TASK TO COMPLETE - Find each line in the records below that contains the word "ocean", and copy those lines out in full.
## begin GIVEN ENTRIES
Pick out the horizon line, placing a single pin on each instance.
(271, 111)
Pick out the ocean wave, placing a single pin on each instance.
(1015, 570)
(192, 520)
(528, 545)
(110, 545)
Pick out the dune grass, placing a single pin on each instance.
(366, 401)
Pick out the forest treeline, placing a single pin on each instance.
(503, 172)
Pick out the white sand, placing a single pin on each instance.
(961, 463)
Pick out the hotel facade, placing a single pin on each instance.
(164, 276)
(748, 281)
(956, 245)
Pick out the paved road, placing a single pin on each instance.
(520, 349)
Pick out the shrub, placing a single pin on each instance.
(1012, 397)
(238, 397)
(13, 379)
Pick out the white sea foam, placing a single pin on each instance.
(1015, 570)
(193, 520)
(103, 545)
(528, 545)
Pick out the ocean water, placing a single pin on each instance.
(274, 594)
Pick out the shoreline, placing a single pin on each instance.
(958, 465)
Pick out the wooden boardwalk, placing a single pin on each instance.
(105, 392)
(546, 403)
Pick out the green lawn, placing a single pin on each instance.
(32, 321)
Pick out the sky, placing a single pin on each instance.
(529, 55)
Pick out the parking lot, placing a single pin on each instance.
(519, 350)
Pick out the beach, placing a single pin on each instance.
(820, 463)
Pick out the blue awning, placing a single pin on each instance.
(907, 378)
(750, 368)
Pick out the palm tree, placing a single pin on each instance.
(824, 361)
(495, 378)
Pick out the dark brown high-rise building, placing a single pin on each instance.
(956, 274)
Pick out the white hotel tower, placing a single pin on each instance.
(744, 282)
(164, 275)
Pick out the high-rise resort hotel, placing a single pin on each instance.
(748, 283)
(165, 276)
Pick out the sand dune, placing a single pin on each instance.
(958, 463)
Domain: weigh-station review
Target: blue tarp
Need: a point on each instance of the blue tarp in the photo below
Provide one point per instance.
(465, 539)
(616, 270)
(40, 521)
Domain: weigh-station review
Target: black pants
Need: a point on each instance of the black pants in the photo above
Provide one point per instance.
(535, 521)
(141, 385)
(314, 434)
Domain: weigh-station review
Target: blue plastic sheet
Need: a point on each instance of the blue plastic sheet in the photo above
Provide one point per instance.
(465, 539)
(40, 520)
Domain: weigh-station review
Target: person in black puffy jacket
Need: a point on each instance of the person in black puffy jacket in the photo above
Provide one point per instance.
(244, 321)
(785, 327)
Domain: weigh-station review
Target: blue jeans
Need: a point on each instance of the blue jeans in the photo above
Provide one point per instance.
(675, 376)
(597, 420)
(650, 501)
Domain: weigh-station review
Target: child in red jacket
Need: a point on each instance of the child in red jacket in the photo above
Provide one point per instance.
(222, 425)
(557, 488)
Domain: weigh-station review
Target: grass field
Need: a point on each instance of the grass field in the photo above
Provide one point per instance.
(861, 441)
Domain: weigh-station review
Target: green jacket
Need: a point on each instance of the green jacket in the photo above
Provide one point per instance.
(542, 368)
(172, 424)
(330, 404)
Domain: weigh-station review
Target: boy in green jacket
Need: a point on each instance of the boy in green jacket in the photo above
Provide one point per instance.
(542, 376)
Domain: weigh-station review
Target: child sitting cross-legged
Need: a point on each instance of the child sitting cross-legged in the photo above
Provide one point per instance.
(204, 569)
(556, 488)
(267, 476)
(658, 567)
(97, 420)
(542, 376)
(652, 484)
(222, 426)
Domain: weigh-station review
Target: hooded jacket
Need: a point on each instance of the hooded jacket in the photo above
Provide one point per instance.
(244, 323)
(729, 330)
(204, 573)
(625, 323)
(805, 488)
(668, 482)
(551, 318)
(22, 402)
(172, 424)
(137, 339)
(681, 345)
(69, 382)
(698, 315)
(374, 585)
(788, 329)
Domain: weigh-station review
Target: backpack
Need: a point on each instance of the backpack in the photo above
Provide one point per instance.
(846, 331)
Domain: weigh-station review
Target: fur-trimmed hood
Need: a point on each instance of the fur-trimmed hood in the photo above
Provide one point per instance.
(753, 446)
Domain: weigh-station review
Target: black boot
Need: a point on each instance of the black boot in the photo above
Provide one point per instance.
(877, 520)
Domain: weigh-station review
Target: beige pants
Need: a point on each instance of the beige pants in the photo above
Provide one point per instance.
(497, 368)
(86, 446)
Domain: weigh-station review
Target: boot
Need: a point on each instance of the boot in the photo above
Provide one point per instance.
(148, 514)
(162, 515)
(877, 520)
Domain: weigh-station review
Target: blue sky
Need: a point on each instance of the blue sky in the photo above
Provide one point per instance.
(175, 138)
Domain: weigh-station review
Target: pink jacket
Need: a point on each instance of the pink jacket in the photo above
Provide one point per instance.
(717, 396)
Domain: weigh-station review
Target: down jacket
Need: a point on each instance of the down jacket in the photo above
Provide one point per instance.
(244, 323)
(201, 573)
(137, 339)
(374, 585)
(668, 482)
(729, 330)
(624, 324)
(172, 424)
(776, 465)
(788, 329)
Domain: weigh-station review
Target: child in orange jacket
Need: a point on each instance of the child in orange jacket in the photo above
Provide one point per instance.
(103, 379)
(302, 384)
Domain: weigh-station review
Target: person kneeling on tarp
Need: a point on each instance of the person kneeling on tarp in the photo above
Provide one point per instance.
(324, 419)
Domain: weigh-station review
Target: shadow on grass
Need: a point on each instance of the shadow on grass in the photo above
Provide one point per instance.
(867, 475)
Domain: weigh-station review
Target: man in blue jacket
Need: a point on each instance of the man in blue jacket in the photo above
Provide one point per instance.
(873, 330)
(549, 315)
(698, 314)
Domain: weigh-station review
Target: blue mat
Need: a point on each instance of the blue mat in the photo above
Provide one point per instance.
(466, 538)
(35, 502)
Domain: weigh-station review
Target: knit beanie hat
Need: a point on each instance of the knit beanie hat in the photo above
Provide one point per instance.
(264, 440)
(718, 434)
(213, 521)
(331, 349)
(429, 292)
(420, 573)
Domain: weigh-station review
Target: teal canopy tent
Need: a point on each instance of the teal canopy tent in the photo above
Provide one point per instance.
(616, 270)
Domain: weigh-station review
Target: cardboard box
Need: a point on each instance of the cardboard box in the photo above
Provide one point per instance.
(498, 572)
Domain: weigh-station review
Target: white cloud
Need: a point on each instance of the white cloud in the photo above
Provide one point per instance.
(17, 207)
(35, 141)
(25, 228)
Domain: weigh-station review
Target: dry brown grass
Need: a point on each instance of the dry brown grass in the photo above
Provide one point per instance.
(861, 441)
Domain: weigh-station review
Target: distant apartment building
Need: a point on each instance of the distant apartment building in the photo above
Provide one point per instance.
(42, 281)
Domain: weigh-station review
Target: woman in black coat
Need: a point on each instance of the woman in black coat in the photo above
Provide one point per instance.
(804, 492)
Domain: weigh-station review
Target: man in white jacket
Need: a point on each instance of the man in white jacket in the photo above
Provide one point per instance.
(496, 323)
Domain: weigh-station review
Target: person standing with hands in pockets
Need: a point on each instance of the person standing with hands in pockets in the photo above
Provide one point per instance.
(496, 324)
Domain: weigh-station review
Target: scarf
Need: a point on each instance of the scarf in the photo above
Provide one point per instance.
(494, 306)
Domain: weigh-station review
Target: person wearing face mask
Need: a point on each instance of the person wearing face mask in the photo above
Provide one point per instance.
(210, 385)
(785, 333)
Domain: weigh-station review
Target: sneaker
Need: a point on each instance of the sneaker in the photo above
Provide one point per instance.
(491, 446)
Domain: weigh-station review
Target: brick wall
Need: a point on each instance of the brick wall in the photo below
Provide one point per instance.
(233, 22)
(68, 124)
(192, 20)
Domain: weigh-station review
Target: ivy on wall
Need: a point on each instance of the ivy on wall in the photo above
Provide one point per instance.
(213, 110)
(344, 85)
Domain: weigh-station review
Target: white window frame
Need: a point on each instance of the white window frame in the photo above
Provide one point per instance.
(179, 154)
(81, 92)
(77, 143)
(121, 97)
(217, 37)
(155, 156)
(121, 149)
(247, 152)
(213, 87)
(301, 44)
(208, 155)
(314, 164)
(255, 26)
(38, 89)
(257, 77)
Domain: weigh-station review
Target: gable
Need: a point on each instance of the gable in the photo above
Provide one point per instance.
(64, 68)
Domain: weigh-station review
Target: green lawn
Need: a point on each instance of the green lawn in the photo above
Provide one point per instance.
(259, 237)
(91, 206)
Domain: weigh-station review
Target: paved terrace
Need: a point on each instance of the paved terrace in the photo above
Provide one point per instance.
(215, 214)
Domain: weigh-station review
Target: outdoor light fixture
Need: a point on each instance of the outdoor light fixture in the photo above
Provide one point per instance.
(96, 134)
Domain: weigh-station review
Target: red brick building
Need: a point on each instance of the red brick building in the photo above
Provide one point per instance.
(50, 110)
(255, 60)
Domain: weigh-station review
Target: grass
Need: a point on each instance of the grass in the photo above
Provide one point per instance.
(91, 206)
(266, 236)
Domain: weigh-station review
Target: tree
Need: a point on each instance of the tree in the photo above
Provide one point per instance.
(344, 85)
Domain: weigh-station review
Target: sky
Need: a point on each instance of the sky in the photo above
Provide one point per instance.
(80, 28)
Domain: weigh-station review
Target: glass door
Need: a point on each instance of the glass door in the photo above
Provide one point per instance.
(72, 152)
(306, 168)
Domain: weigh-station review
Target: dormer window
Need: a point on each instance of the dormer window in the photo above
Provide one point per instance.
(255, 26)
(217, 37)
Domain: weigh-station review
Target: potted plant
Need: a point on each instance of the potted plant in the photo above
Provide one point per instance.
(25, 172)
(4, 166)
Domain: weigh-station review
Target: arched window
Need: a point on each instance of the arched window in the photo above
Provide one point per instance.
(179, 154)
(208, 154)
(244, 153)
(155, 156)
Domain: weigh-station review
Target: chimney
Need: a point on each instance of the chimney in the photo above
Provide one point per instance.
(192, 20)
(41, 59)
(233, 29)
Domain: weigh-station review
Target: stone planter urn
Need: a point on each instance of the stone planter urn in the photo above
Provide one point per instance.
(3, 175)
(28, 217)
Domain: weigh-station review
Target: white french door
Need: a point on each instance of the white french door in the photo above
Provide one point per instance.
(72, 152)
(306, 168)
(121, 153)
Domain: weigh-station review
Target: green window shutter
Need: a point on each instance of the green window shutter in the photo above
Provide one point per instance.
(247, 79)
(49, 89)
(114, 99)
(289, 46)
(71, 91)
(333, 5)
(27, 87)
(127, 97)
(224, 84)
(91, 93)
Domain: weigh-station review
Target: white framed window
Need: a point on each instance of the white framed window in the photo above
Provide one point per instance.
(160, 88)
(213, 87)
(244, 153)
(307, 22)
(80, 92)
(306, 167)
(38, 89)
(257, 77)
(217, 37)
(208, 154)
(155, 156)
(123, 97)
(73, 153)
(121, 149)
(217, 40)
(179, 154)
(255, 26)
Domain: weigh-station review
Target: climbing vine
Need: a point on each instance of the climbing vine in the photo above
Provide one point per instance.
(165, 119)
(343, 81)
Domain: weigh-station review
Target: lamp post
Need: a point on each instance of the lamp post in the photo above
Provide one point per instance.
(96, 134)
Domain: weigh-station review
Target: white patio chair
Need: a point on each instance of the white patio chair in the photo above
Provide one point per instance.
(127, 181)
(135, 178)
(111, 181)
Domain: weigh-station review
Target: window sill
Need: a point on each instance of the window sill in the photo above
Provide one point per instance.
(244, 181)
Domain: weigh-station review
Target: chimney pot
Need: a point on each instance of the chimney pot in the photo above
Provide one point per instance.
## end GIVEN ENTRIES
WRITTEN ANSWER -
Pick out the ocean wave, placing a single pin on each instance.
Pick out the ocean water, placing a single pin on each instance.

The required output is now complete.